- _Document excerpt_
━━━
In recent years, it has been my privilege to return the favor. I visit and greet him as ‘Pastor Peterson’ trying to remind him who he is, what he’s done and sing a few old hymns engraved on his Swedish soul.

I go hoping to arouse some sign of recognition that he is still there, hoping I can stir his memory and touch his soul with the songs, the words and the gift I bring in the small brown case I carry into his room.

He showed clear signs of recognition a year ago. Sometimes he would try to sing with me. But such signs faded away during the past 12 months. On this day, he has not eaten for several days. His jaws no longer know what to do with food, and he has lost nearly half his body weight.

His daughters hold his hands and touch his shoulder as I prepare the wafer and pour wine in a tiny chalice. I kneel at his feet and bend down to look straight in his eyes, as his neck and head bend far over, and I fight off tears.

There are few honors greater than kneeling by his wheel chair hoping and praying he will recognize not me but the grace I bring. I want him to know, once more, that he is remembered by the One who does not forget even when we do.

On this day, one more time, my silent prayer is answered. Heaven happens.

His eyes grow wide as I show him the cup. He tries to free his almost immobile hand from his daughter’s grasp to take it. I dip the wafer in the wine and twice touch it to his lips. The second time he bites off a small piece and eats … though he hasn’t eaten in days.

His heart is so indelibly stamped by the grace he extended to others that not even advanced dementia has managed to steal this beauty from his tired soul.
━━━
- _Given records_
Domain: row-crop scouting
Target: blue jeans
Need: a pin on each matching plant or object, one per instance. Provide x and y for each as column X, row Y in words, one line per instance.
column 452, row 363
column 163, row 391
━━━
- _Work to do_
(a) From the passage about visiting Pastor Peterson, extract everything from "I go hoping" down to "fight off tears.".
(b) Pick up the passage about the communion visit to Pastor Peterson where it ends and keep writing.
The data has nothing to do with what comes next.

- _Results in order_
(a)
I go hoping to arouse some sign of recognition that he is still there, hoping I can stir his memory and touch his soul with the songs, the words and the gift I bring in the small brown case I carry into his room.

He showed clear signs of recognition a year ago. Sometimes he would try to sing with me. But such signs faded away during the past 12 months. On this day, he has not eaten for several days. His jaws no longer know what to do with food, and he has lost nearly half his body weight.

His daughters hold his hands and touch his shoulder as I prepare the wafer and pour wine in a tiny chalice. I kneel at his feet and bend down to look straight in his eyes, as his neck and head bend far over, and I fight off tears.

(b)
He cannot say a word, but somehow he knows this is ‘for me.’ He remembers what to do, and the gentle grace of our all-loving God breaks through once more.

Our poignant hopes were answered. We wanted him to remember and bless us with the awareness that he knew we were there to bless him.

But on this cold March morning, we received much more. We discovered that we are remembered even when we forget ourselves, our worth, our dignity, our beauty, our joy, … even our name, as I suspect Len long ago forgot his.

We are remembered by a Love that refuses to let us go, a mercy that is new every morning, a compassion that doesn’t lose us when we lose ourselves.

As we watched Len eat and drink the love of Christ, we were gathered into a little community of care around a dying man, and we became whole again, even though our hearts may have been breaking.

For we remembered who we are: Beloved Children of the Love who never forgets, the One who gathers up the broken fragments of our lives and hearts and puts us back together … again and again.

We are always remembered, until the day the Holy Remember-er gathers us up once more … with the likes of Len and all who gone before.